▶ [Recorded information]
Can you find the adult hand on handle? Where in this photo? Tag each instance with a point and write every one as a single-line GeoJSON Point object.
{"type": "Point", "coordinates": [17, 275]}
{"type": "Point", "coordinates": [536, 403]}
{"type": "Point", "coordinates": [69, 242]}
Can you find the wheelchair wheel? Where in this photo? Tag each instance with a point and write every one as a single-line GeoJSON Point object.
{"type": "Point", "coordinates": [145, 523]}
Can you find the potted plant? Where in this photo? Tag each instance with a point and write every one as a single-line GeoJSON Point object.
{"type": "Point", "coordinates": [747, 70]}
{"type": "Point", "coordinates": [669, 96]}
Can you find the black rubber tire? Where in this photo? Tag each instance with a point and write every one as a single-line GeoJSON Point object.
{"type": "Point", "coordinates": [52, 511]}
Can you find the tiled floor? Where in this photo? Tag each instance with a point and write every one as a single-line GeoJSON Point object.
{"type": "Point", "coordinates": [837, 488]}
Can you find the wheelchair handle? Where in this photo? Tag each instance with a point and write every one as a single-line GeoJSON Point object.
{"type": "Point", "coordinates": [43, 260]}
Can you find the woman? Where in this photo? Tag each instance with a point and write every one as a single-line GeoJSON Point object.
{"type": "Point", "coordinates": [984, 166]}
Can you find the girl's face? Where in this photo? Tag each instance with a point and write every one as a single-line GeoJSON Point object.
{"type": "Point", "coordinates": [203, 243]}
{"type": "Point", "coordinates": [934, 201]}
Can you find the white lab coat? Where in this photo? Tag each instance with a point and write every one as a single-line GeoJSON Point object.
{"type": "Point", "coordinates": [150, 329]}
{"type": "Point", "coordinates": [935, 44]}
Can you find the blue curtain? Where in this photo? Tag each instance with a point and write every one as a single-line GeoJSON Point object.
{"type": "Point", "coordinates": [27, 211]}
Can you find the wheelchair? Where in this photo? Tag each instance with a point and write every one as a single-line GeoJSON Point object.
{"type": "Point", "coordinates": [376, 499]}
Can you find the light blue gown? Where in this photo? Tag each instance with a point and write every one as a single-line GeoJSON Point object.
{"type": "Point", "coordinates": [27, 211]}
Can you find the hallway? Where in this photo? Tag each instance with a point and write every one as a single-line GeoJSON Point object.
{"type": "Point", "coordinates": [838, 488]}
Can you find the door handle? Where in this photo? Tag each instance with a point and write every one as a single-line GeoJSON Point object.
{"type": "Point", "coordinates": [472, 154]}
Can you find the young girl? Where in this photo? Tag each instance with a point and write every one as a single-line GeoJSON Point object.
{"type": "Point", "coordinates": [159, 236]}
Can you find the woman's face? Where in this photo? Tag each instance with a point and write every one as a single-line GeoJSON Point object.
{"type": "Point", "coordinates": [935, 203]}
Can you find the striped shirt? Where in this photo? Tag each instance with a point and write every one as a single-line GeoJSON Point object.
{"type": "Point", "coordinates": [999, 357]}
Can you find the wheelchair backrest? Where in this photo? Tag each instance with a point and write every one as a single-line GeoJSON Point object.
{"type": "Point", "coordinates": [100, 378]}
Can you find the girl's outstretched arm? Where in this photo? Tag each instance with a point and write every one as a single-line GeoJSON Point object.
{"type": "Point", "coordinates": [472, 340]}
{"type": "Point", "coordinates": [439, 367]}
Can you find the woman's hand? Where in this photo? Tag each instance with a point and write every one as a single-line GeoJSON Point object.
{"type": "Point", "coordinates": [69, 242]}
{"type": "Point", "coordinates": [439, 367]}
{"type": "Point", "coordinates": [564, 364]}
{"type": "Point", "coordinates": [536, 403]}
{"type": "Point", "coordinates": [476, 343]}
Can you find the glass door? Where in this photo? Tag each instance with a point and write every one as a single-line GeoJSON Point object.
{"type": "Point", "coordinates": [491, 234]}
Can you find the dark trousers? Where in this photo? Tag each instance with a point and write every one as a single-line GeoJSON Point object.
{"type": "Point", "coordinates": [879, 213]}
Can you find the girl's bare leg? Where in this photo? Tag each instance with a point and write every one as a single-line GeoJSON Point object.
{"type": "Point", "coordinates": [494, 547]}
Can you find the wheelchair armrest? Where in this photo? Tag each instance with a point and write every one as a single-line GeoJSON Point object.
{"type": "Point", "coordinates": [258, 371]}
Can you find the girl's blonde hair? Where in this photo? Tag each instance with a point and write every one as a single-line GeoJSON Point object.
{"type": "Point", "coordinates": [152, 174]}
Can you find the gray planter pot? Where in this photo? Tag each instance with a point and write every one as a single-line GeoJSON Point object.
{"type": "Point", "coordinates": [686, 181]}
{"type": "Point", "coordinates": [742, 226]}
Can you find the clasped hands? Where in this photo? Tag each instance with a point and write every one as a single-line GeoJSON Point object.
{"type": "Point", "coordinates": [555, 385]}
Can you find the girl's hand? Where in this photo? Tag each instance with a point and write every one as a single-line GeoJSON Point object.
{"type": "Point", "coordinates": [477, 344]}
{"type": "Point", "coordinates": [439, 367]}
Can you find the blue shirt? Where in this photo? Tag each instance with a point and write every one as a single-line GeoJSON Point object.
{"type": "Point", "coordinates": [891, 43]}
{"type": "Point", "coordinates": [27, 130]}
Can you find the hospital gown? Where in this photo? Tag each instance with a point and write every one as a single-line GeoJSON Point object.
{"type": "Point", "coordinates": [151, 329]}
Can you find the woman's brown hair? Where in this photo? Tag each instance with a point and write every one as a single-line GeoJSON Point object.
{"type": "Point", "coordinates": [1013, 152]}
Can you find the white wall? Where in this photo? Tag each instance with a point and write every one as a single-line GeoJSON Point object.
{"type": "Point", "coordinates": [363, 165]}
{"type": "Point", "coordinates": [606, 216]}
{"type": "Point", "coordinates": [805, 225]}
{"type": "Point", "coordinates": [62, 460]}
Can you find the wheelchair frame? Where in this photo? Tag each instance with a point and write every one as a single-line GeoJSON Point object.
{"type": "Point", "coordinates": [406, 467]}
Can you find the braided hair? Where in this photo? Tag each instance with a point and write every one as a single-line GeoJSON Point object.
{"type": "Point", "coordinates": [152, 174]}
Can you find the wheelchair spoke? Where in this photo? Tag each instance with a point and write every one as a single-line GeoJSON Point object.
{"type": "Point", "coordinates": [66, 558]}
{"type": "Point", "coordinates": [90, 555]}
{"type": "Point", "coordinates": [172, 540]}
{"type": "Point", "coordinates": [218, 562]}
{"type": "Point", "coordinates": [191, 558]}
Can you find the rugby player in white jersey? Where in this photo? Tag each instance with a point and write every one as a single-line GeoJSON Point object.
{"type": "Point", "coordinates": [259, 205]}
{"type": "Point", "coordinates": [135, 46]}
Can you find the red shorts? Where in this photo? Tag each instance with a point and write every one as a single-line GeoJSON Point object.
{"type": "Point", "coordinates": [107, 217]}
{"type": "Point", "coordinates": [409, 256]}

▶ [Description of the task] Make an exact copy of the listing, including every line.

▶ [Solved exercise]
Can you find the adult hand on handle? Where in this photo? Tag each instance with a point and write every one as a single-line GeoJSON Point object.
{"type": "Point", "coordinates": [17, 275]}
{"type": "Point", "coordinates": [536, 403]}
{"type": "Point", "coordinates": [69, 242]}
Can you find the wheelchair wheel? Where in this photo? Tag each instance with a point and write every one as a single-line GeoJSON Point object.
{"type": "Point", "coordinates": [145, 523]}
Can you find the potted plant? Where in this photo? Tag each instance with a point and write every one as a single-line GeoJSON Point object.
{"type": "Point", "coordinates": [747, 70]}
{"type": "Point", "coordinates": [669, 96]}
Can you find the black rubber tire? Where in this photo? Tag each instance with a point and write every one as a single-line GeoJSON Point object.
{"type": "Point", "coordinates": [52, 511]}
Can you find the tiled floor? Where in this photo? Tag each instance with a point and write every one as a single-line GeoJSON Point object.
{"type": "Point", "coordinates": [837, 488]}
Can you find the wheelchair handle? Where in this photo? Tag each instance with a point and write every one as a single-line GeoJSON Point object.
{"type": "Point", "coordinates": [43, 260]}
Can you find the woman? Where in this photo? Tag each instance with a point and write every one as a single-line GeoJSON Point object.
{"type": "Point", "coordinates": [984, 166]}
Can you find the girl's face? Where in this photo? Tag each instance with a point and write every one as a single-line GeoJSON Point object.
{"type": "Point", "coordinates": [203, 243]}
{"type": "Point", "coordinates": [934, 201]}
Can you find the white lab coat? Where in this photo? Tag each instance with a point and write every one as a single-line GeoJSON Point object.
{"type": "Point", "coordinates": [150, 329]}
{"type": "Point", "coordinates": [935, 44]}
Can you find the blue curtain? Where in this photo? Tag each instance with a point and write every one as a single-line GeoJSON Point object.
{"type": "Point", "coordinates": [27, 211]}
Can you find the wheelchair? Where in this photo? Tag each instance with a point and write every one as a single-line GeoJSON Point object.
{"type": "Point", "coordinates": [376, 499]}
Can you find the light blue gown? Where in this photo? Tag each instance with a point and write every one as a single-line GeoJSON Point object.
{"type": "Point", "coordinates": [27, 211]}
Can you find the hallway? Where in this photo? Tag each instance with a point and write every one as a single-line GeoJSON Point object.
{"type": "Point", "coordinates": [838, 488]}
Can you find the door handle? Where in this photo? Tag each instance with a point and write every one as a single-line GeoJSON Point object.
{"type": "Point", "coordinates": [472, 154]}
Can you find the young girl? Where in this photo? Tag each instance with a point and write every one as a single-line GeoJSON Point object.
{"type": "Point", "coordinates": [159, 236]}
Can you find the woman's face? Where in this photo? Tag each instance with a point and write every one as a single-line GeoJSON Point object.
{"type": "Point", "coordinates": [935, 203]}
Can you find the striped shirt? Where in this photo? Tag each instance with a point and write every one as a single-line GeoJSON Point object.
{"type": "Point", "coordinates": [999, 357]}
Can you find the wheelchair backrest? Where in this photo? Tag each instance with a point and write every one as a single-line GeoJSON Point object.
{"type": "Point", "coordinates": [100, 378]}
Can you find the girl's outstretched arm? Where in this photo? Tag each instance with a point and write every one as a single-line GeoJSON Point object.
{"type": "Point", "coordinates": [472, 340]}
{"type": "Point", "coordinates": [439, 367]}
Can you find the woman's hand? Where in this photo? Tag each instance with a point and write every one as a single-line GeoJSON Point object.
{"type": "Point", "coordinates": [69, 242]}
{"type": "Point", "coordinates": [439, 367]}
{"type": "Point", "coordinates": [564, 364]}
{"type": "Point", "coordinates": [536, 403]}
{"type": "Point", "coordinates": [476, 343]}
Can you find the glass door? Where in this photo? Tag each instance with a point and write every one as a single-line GeoJSON Point object.
{"type": "Point", "coordinates": [491, 234]}
Can you find the dark trousers? Where in this photo? Tag each instance with a point and write every one as a single-line GeoJSON Point object.
{"type": "Point", "coordinates": [879, 213]}
Can you find the girl's bare leg? Where in this photo? Tag each instance with a point and write every one as a single-line GeoJSON Point object.
{"type": "Point", "coordinates": [494, 547]}
Can you find the wheelchair armrest? Where in this photo? Tag each instance with a point and write every one as a single-line GeoJSON Point object.
{"type": "Point", "coordinates": [258, 371]}
Can you find the girl's blonde hair? Where in this photo? Tag each instance with a point and write every one as a single-line GeoJSON Point object.
{"type": "Point", "coordinates": [152, 174]}
Can you find the gray planter pot? Where in this photo? Tag each instance with a point and write every one as a single-line GeoJSON Point object.
{"type": "Point", "coordinates": [686, 181]}
{"type": "Point", "coordinates": [742, 226]}
Can you find the clasped hands? Where in this photo? Tag each instance with a point and write every one as a single-line GeoJSON Point object.
{"type": "Point", "coordinates": [555, 385]}
Can you find the girl's hand? Where in this photo? Tag each instance with a point and write every one as a single-line GeoJSON Point object.
{"type": "Point", "coordinates": [477, 344]}
{"type": "Point", "coordinates": [439, 367]}
Can you find the blue shirt? Where in this photo? Tag each instance with a point and write every one as a single-line GeoJSON Point object.
{"type": "Point", "coordinates": [891, 43]}
{"type": "Point", "coordinates": [27, 130]}
Can you find the hospital gown? Where in this photo? Tag each instance with a point and write every one as a single-line GeoJSON Point object.
{"type": "Point", "coordinates": [151, 329]}
Can you find the woman's brown hair? Where in this photo? Tag each instance with a point and write every one as a single-line GeoJSON Point object.
{"type": "Point", "coordinates": [1013, 152]}
Can you find the white wall? Where in this photo? Tag each instance with a point and write every one as a single-line GeoJSON Point object.
{"type": "Point", "coordinates": [363, 165]}
{"type": "Point", "coordinates": [606, 216]}
{"type": "Point", "coordinates": [805, 225]}
{"type": "Point", "coordinates": [62, 460]}
Can you find the wheelchair frame? Where in this photo? Tag each instance with a point and write every one as a single-line GeoJSON Point object.
{"type": "Point", "coordinates": [406, 467]}
Can you find the braided hair? Where in this photo? Tag each instance with a point and write every one as a single-line GeoJSON Point object.
{"type": "Point", "coordinates": [152, 174]}
Can you find the wheelchair spoke? Where in this photo? Tag each instance with a point and write every one as a single-line GeoJSON Point object.
{"type": "Point", "coordinates": [66, 558]}
{"type": "Point", "coordinates": [90, 555]}
{"type": "Point", "coordinates": [172, 540]}
{"type": "Point", "coordinates": [218, 562]}
{"type": "Point", "coordinates": [191, 558]}
Can you find the rugby player in white jersey? Where in this photo? Tag each instance with a point and write every one as a single-line GeoJSON Point object.
{"type": "Point", "coordinates": [259, 205]}
{"type": "Point", "coordinates": [135, 46]}
Can you find the red shorts? Where in this photo? Tag each instance with a point and write every one as a single-line GeoJSON Point object.
{"type": "Point", "coordinates": [107, 217]}
{"type": "Point", "coordinates": [409, 256]}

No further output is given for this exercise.